• _GIVEN REQUEST_:
Retype exactly the lines that run from the line with "the windshield with" to the final line of the entries, keeping both ends and nothing else.

───── RECORDED INFORMATION

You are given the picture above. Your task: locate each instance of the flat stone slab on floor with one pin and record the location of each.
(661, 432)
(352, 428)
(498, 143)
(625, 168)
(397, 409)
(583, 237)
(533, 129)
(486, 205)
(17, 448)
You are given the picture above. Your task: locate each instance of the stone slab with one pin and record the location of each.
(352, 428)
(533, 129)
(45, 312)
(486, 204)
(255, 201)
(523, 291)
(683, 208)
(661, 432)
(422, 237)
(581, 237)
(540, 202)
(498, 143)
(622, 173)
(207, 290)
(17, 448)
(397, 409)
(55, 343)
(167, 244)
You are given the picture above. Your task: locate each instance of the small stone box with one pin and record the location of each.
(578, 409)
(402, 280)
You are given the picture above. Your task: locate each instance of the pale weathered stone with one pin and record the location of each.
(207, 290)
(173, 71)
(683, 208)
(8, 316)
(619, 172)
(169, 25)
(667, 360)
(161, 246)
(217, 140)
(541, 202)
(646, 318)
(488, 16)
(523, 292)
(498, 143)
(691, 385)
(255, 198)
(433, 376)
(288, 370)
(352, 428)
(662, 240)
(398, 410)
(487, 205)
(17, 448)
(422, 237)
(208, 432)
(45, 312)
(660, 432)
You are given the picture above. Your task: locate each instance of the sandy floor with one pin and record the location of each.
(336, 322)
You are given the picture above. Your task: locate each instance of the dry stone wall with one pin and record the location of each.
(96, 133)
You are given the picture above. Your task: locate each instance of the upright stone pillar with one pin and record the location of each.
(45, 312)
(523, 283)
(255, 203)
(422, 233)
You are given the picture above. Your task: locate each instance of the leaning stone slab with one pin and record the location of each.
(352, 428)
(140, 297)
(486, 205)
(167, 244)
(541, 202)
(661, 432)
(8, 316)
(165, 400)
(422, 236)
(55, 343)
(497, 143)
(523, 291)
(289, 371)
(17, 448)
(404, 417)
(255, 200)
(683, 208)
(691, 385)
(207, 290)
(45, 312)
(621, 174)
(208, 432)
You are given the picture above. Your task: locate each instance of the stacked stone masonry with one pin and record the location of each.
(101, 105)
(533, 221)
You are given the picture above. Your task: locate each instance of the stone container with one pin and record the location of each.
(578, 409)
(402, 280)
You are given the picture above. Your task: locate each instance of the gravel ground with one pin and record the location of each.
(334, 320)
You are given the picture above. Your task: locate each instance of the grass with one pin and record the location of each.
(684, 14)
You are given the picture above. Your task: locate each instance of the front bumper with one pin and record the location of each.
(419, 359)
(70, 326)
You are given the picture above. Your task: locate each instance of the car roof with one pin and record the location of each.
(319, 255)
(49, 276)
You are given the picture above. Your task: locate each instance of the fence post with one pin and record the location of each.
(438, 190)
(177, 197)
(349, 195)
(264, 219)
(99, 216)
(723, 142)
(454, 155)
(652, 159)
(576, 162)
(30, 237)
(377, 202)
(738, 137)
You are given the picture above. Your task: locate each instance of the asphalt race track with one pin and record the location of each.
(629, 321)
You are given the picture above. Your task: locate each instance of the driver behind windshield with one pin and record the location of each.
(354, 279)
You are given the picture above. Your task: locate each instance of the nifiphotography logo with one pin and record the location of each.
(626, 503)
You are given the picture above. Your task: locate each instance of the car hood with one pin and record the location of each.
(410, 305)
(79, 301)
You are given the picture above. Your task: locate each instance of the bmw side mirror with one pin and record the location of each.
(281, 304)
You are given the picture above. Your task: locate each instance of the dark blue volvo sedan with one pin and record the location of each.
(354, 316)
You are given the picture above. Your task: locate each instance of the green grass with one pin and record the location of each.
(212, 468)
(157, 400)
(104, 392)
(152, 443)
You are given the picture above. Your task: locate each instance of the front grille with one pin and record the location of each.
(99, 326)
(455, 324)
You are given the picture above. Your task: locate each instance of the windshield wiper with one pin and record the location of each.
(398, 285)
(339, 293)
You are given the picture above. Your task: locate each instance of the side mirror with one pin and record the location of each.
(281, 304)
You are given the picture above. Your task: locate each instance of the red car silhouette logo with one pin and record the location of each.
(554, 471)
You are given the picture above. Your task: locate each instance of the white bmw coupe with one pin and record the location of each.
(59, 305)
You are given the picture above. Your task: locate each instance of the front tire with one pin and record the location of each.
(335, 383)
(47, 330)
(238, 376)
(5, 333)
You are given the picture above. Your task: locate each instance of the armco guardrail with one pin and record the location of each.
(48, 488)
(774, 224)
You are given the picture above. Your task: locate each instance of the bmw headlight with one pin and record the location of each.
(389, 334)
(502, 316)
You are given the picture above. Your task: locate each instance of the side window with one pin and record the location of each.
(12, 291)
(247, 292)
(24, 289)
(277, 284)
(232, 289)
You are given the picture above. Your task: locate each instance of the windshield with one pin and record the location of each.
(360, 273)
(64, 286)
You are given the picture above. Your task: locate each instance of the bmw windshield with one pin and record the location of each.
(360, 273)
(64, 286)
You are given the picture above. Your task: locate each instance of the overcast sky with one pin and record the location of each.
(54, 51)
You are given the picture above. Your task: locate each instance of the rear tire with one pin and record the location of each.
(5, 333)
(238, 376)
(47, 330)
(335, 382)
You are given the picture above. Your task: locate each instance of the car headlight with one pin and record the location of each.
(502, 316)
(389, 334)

──────────

• _TASK RESULT_:
You are given the picture above. Your task: locate each instance of the windshield with one pin and record the location of each.
(360, 273)
(64, 286)
You are given the picture above. Your task: locate each instance of the bmw windshield with one pin and record the location of each.
(360, 273)
(64, 286)
You are given the picture above. Your task: locate each instance of the overcast sky with one pin and record the location of each.
(54, 51)
You are given the picture above. Your task: locate each instance of the rear tire with one pin and record the location of each.
(5, 333)
(238, 376)
(47, 330)
(335, 382)
You are given the picture above. Your task: locate each instance of the car headlight with one pin and record the location of each.
(502, 316)
(389, 334)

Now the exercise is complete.